-------- Given information --------

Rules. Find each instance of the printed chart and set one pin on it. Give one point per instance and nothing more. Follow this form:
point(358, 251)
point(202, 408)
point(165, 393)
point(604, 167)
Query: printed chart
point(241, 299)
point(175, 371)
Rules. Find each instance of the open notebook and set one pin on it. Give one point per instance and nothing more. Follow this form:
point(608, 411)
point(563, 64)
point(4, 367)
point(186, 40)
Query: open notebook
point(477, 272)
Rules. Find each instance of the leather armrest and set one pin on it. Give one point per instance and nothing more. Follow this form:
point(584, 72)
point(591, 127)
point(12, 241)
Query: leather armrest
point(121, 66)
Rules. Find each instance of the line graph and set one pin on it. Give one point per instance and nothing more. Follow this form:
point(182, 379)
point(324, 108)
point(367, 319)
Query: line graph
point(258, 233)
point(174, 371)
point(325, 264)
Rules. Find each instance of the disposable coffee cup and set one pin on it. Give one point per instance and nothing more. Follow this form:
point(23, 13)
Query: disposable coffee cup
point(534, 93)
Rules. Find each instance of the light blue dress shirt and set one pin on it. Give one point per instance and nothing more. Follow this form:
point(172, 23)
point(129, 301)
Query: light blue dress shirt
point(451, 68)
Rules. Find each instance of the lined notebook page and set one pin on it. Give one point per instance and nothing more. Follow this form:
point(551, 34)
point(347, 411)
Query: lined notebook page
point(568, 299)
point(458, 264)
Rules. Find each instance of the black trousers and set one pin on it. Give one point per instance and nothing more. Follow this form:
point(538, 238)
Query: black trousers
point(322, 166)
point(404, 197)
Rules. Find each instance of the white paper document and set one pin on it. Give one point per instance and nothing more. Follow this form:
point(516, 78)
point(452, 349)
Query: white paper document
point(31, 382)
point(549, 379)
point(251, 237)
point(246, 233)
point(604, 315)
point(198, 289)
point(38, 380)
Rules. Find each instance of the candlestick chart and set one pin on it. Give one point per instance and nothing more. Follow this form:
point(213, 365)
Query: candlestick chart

--------

§ Exercise objective:
Transcribe all of the entries without altering anything.

§ Result of this task:
Rules. Find each instance of the printed chart and set one pin on it. Give one point per instance and nothing more. Follow this form:
point(358, 251)
point(202, 408)
point(165, 393)
point(604, 167)
Query: printed chart
point(241, 299)
point(175, 371)
Rules. Find each instance of the open notebook and set one pin on it. Give one point per instance and nothing more. Follow this form:
point(608, 411)
point(563, 64)
point(4, 367)
point(186, 40)
Query: open notebook
point(477, 272)
Rules. Find each instance of the leather armrest and set one pin on it. Give one point per instance and nothing more. Follow this form:
point(584, 72)
point(591, 127)
point(12, 241)
Query: leather armrest
point(121, 66)
Rules. Find each instance of the line graph and set one pin on it. Give one point per instance and nothing more. Follow this form:
point(182, 379)
point(324, 108)
point(367, 319)
Query: line graph
point(258, 233)
point(174, 371)
point(325, 264)
Rules. Find each instance of the disposable coffee cup and set one pin on it. Give one point per instance and nothing more. Follow this form:
point(23, 13)
Query: disposable coffee cup
point(534, 93)
Rules. Find each instance of the light blue dress shirt and set one pin on it. Give one point per instance and nothing more. Follow this form:
point(172, 23)
point(129, 301)
Query: light blue dress shirt
point(451, 68)
Rules. Find each instance of the lined notebook page and set one pin on it. Give one point per instance and nothing more. Follow this form:
point(551, 34)
point(347, 411)
Query: lined notebook page
point(568, 299)
point(458, 264)
Rules. Find each instance of the black trousers and set one pin on it. Give one point per instance and nothing more. Follow this form:
point(538, 238)
Query: black trousers
point(322, 166)
point(404, 197)
Rules. Find each instance of the white paper document and set one pin on it. Give one point per instance and nothing more. Follow this form:
point(516, 78)
point(452, 349)
Query: white paper document
point(31, 382)
point(549, 379)
point(251, 237)
point(246, 233)
point(604, 315)
point(198, 289)
point(38, 380)
Rules. Find each instance of the candlestick chart and set one pin on it. Give one point per instance and nothing more. Follow this form:
point(213, 365)
Query: candlestick chart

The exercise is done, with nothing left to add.